> **GIVEN TASK**:
Copy the records below line for line, keeping every word, number, and line break unchanged.

[START DATA LISTING]

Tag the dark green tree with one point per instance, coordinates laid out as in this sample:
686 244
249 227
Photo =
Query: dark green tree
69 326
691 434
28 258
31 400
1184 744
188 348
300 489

[END DATA LISTING]

> **TASK OUTPUT**:
Tag the dark green tree with one point per instance, coordinates laid out as in this sample:
686 244
249 227
Photo =
Query: dark green tree
69 326
691 434
28 258
31 400
1184 744
188 348
300 489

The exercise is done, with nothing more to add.